Written request: Please pull out every line of the records below that contains the word "hoodie", and copy each one in full.

Dataset extract:

═══

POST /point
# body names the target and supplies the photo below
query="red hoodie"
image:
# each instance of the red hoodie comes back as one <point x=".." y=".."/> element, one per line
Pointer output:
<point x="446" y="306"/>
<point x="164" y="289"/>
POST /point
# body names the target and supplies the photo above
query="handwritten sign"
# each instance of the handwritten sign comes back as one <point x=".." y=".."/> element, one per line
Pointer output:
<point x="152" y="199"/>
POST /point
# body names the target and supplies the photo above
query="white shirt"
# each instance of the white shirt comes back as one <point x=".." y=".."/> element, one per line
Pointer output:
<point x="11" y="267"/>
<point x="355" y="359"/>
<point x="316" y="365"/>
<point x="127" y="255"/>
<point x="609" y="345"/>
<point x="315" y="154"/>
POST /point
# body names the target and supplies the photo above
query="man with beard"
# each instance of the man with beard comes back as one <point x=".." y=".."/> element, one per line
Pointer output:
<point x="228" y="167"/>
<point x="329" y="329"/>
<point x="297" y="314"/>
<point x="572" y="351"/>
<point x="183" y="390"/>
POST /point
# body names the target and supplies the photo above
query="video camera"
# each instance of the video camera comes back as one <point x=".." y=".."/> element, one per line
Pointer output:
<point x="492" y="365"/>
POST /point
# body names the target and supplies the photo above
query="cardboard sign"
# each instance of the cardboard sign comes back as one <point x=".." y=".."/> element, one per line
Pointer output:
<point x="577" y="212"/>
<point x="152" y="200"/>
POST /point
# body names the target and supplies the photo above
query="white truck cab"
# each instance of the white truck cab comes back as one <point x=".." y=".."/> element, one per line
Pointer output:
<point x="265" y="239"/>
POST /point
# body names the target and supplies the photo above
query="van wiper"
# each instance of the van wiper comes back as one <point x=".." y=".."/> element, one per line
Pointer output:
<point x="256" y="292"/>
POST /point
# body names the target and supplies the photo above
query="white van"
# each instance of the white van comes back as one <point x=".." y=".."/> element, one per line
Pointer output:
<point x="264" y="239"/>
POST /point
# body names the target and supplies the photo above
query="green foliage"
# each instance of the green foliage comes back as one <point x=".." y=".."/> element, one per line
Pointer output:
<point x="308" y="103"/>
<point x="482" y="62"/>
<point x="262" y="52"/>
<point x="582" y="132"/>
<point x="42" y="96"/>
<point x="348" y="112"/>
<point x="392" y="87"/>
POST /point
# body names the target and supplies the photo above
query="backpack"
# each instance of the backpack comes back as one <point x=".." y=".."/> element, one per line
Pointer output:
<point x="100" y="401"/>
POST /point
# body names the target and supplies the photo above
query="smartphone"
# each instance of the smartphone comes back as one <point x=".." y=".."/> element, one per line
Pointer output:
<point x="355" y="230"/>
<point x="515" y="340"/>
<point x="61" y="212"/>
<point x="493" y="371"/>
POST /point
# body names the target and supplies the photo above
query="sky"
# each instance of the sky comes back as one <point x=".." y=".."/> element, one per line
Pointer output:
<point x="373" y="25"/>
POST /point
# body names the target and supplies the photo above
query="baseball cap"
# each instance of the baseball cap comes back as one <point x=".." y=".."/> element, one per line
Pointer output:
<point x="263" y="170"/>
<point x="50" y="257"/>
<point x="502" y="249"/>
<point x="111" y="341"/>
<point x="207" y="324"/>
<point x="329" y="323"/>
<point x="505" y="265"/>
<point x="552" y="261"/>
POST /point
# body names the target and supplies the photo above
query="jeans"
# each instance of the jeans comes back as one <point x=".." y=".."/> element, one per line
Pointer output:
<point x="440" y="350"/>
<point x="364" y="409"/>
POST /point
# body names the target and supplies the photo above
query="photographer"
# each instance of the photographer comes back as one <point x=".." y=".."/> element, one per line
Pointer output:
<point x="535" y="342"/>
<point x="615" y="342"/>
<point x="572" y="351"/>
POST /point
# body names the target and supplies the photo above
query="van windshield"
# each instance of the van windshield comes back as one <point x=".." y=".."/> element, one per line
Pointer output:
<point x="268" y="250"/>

═══

Reply:
query="red hoodie"
# each instance of the red hoodie comes back as one <point x=".." y=".."/> element, one per line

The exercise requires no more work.